Every record is to be transcribed exactly as written.

### Extracted material ###

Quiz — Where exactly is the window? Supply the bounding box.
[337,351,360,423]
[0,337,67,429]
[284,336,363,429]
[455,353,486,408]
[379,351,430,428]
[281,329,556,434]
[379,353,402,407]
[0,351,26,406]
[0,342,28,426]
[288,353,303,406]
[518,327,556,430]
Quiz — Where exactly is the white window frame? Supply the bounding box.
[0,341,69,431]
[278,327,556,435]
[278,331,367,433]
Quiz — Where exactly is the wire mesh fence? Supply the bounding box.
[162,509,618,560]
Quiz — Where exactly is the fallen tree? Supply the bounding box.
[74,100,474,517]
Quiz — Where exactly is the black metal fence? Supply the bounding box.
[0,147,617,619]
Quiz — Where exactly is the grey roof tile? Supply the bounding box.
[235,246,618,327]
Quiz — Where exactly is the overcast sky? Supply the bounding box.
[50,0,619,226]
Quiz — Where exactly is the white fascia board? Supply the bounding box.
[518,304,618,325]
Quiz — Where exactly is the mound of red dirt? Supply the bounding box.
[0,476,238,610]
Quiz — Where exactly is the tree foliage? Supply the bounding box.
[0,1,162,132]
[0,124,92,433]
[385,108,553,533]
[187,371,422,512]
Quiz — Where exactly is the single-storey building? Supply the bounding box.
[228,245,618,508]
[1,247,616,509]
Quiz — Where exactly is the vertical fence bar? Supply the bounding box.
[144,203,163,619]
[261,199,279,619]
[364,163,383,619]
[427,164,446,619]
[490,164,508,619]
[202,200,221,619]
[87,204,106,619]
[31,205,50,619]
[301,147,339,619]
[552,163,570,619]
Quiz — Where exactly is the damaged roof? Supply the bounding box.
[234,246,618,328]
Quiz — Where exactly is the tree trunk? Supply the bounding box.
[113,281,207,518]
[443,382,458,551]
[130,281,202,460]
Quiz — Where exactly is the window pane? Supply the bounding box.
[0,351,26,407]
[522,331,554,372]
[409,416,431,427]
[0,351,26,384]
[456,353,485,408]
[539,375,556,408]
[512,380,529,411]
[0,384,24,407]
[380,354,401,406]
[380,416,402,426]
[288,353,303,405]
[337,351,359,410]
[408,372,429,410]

###

» **Answer below**
Quiz — Where exactly is the window? Supply the bounding box.
[337,351,360,423]
[0,337,67,429]
[284,336,363,429]
[455,353,486,408]
[379,351,430,428]
[281,329,556,434]
[379,353,402,407]
[0,351,26,406]
[0,342,28,426]
[288,353,303,406]
[518,327,556,430]
Quiz — Where exactly is the white window frame? Supply the bounding box.
[0,341,69,431]
[278,327,556,435]
[278,331,367,433]
Quiz — Where exactly is the wire mesh fence? Supply the bounding box.
[162,509,618,560]
Quiz — Where exactly is the fallen tree? Supply the bounding box.
[74,100,474,517]
Quiz — Where exactly is the black metal fence? Supply the bounding box.
[0,147,617,619]
Quiz — Where exactly is the grey roof tile? Supply the bounding box.
[235,246,618,327]
Quiz — Where exactly is the overcast sky? Supply the bounding box.
[50,0,619,226]
Quiz — Where exactly is the white fascia board? Supply the bounding box.
[518,304,618,325]
Quiz — Where exactly is the mound of red dirt? Supply the bounding box.
[0,476,238,610]
Quiz — Where exactly is the tree foliage? Supply the bounding box.
[0,1,162,132]
[0,124,92,433]
[385,108,553,533]
[187,371,422,512]
Quiz — Where exactly is the single-storey building? Supply the bounding box.
[228,245,618,508]
[1,247,616,509]
Quiz — Where exactly is the vertical fence bar? Supply the bounding box.
[144,203,163,619]
[261,199,279,619]
[364,163,383,619]
[427,164,446,619]
[490,164,508,619]
[202,200,221,619]
[87,204,106,619]
[31,205,50,619]
[301,147,339,619]
[552,163,570,619]
Quiz — Where exactly is the damaged roof? Supply the bounding box.
[234,246,618,328]
Quiz — Where exactly is the tree trunk? Supply the bounding box.
[113,281,207,518]
[443,382,458,551]
[130,281,202,460]
Quiz — Where exactly is the window pane? Supply the bounding box.
[0,351,26,407]
[522,331,554,372]
[409,416,431,427]
[0,351,26,384]
[456,353,485,408]
[539,375,556,408]
[512,380,529,411]
[0,384,24,407]
[380,354,401,406]
[380,416,402,426]
[288,353,303,405]
[337,351,359,410]
[408,372,429,410]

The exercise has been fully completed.